Task description:
Write out the listing below again, precisely as it is given.
-------- Data for the task
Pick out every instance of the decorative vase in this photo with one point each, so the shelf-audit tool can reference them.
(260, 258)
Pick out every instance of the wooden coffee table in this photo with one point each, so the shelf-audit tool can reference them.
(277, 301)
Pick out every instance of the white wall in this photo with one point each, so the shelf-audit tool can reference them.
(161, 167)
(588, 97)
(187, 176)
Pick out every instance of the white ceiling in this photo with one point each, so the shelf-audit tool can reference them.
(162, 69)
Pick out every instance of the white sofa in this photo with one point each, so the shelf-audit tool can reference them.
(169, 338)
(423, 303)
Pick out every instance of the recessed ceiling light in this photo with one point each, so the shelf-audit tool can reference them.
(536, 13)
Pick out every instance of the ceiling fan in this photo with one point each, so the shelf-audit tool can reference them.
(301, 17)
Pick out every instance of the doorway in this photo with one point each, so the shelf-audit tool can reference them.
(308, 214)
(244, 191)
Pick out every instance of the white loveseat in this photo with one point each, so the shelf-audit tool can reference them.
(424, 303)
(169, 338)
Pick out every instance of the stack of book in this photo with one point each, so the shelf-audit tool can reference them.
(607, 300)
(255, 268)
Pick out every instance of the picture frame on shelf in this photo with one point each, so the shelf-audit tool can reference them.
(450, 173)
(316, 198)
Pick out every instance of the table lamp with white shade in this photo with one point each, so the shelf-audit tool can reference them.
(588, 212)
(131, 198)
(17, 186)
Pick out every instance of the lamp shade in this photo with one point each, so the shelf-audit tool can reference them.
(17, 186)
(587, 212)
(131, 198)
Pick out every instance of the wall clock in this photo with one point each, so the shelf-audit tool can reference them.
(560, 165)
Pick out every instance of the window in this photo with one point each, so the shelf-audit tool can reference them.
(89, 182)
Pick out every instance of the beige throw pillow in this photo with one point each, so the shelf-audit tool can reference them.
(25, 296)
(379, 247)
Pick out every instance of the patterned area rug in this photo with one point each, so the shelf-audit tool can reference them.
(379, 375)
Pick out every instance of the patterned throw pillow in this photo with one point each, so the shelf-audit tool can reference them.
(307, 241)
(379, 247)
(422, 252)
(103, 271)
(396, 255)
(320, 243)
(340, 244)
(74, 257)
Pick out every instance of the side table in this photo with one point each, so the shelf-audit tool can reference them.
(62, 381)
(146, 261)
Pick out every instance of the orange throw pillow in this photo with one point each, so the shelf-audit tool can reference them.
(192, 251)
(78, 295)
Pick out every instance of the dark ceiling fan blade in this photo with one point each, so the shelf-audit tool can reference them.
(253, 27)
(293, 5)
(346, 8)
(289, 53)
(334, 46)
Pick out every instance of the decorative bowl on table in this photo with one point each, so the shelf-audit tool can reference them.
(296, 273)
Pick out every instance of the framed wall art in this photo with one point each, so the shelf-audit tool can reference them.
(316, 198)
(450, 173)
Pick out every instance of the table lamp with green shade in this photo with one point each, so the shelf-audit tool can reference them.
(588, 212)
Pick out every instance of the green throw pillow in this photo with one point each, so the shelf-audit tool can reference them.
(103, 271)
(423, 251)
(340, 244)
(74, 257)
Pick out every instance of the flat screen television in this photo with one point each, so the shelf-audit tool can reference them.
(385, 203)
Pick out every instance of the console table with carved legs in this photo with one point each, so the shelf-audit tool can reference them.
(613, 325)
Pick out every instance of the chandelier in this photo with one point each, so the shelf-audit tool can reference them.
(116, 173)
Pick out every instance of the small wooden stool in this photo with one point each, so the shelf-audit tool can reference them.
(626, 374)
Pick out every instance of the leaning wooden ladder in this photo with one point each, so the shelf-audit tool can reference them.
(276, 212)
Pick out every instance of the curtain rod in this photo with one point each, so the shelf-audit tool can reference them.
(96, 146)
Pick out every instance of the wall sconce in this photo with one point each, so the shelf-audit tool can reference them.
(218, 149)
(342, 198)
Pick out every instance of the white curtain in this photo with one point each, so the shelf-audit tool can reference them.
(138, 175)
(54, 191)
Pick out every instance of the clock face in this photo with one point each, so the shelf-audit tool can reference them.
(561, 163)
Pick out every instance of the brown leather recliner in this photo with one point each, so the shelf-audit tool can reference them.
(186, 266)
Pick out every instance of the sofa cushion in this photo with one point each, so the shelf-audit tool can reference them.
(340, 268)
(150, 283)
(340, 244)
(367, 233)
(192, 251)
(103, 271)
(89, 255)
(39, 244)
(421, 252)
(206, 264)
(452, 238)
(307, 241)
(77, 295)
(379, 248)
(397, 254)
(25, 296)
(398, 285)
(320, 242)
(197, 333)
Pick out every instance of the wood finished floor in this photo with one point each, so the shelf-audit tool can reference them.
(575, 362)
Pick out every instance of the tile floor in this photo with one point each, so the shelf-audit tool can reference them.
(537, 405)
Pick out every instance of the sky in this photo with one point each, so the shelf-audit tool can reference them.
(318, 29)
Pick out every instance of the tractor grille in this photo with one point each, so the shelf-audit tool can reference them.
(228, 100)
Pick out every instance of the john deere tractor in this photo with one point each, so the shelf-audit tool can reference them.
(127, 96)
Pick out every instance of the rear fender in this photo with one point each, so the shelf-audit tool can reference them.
----------------
Solution to this task:
Pick out every instance of the decorative vase in this photo with one point each, so the shelf-audit tool can reference them.
(260, 258)
Pick out every instance of the wooden coffee table in this photo with one point each, so the shelf-audit tool can reference them.
(277, 301)
Pick out every instance of the white wall in this photo with one point each, so the shelf-audit tool can reference them.
(161, 167)
(588, 97)
(187, 176)
Pick out every instance of the white ceiling in this photo with one point each, so the shelf-audit tool can reference them.
(162, 69)
Pick out every instance of the white sofa in this photo with one point each, so the shelf-audit tool can reference them.
(169, 338)
(423, 303)
Pick out every instance of the recessed ceiling light in this photo with one point each, so the shelf-audit tool can reference them.
(536, 13)
Pick out every instance of the ceiling fan in this photo with one point each, so the shelf-audit tool can reference them.
(301, 17)
Pick out every instance of the doorway in this photo with one point each, so the shelf-audit tool can reference them.
(308, 214)
(244, 191)
Pick out every instance of the white loveseat in this photo with one point each, so the shelf-audit tool can reference them.
(424, 303)
(169, 338)
Pick out every instance of the stack of book in this photo with one point each, so the shelf-audit tool can reference them.
(607, 300)
(255, 268)
Pick out every instance of the picture frame on shelf in this photo with one point each, so the shelf-audit tool can reference them.
(450, 173)
(316, 198)
Pick out every instance of the table lamp with white shade in this photo with one point each, so the shelf-audit tool can reference them.
(588, 212)
(131, 198)
(17, 186)
Pick out every instance of the lamp shade in this photo with one point each, so the shelf-audit tool can reference them.
(17, 186)
(587, 212)
(131, 198)
Pick out every instance of the wall clock in this photo with one point each, so the shelf-audit tool can reference them.
(560, 165)
Pick out every instance of the window in this photo with one point each, so the shelf-audit tool can reference them.
(89, 182)
Pick out every instance of the beige throw pillow in this photo with one point each, so the shelf-audit tool can reference them.
(25, 296)
(379, 247)
Pick out every instance of the patterned area rug in this photo with one point each, so the shelf-audit tool can reference them.
(379, 375)
Pick out every instance of the patterned throw pillow in this photo with one point each, so the shelf-audit tool can reference them.
(307, 241)
(379, 247)
(422, 252)
(103, 271)
(396, 255)
(320, 243)
(340, 244)
(74, 257)
Pick out every instance of the side table in this photo with one point each, so the shelf-audit tool can reference them.
(62, 381)
(146, 261)
Pick out every instance of the orange throw pillow in this photo with one point each, so the shelf-audit tool can reference them.
(192, 251)
(78, 295)
Pick out every instance of the dark ceiling fan blade in this photo with one point each, so the shelf-audit tool can reference them.
(253, 27)
(293, 5)
(346, 8)
(289, 53)
(334, 46)
Pick out every instance of the decorative bowl on table in this photo with one point each, so the shelf-audit tool can reference them.
(296, 273)
Pick out every instance of the framed wall art in this photo with one point each, so the shelf-audit tool can reference them.
(316, 198)
(450, 173)
Pick out every instance of the table lamp with green shade in this photo with one point each, so the shelf-audit tool can reference them.
(588, 212)
Pick out every instance of the green throw pillow in this photo with one point each, so the shelf-audit tool can reference them.
(103, 271)
(423, 251)
(340, 244)
(74, 257)
Pick out every instance of the flat screen television in this photo with one point each, so the shelf-audit tool can reference them.
(385, 203)
Pick out every instance of the console table with carved legs in this photo with one point each, so the shelf-audit tool can reference them.
(613, 325)
Pick out every instance of the chandelier in this photo with one point each, so the shelf-audit tool can reference them.
(116, 173)
Pick out every instance of the small wooden stool in this photo with one point each, so the shelf-audit tool can reference them.
(626, 374)
Pick out every instance of the leaning wooden ladder in this photo with one point each, so the shelf-audit tool can reference them.
(276, 212)
Pick out every instance of the curtain rod in this photo with one point each, so the shelf-audit tool can reference them.
(96, 146)
Pick out every instance of the wall sconce in this photo with one point each, so the shelf-audit tool can reference them.
(218, 149)
(342, 198)
Pick out every instance of the white curtain in this photo with one point each, so the shelf-audit tool can reference them.
(138, 175)
(54, 191)
Pick out every instance of the clock face in this photo with one point each, so the shelf-audit tool can reference them.
(561, 163)
Pick out every instance of the brown leather recliner in this photo with one point each, so the shelf-audit tool can reference them.
(186, 266)
Pick out every instance of the sofa cushion in this photo with one point each, so the shelf-audit tool can reference them.
(340, 268)
(150, 283)
(340, 244)
(367, 233)
(192, 251)
(103, 271)
(89, 255)
(39, 244)
(421, 252)
(206, 264)
(452, 238)
(307, 241)
(77, 295)
(379, 248)
(397, 254)
(25, 296)
(398, 285)
(320, 242)
(197, 333)
Pick out every instance of the wood finished floor in this photo with one point each, so the shelf-audit tool can reference them.
(575, 362)
Pick out every instance of the tile floor in this photo with one point each, so the shelf-audit tool can reference them.
(537, 405)
Pick out every instance of the sky in this photo with one point each, so the shelf-audit tool can reference them.
(318, 29)
Pick out every instance of the tractor grille in this photo with one point each, so the shelf-audit tool can reference them.
(228, 100)
Pick out every instance of the john deere tractor in this photo with one point each, so the shelf-audit tool can reference them.
(127, 96)
Pick out every instance of the rear fender in this photo with one point each, so the shelf-audit tool can reference them.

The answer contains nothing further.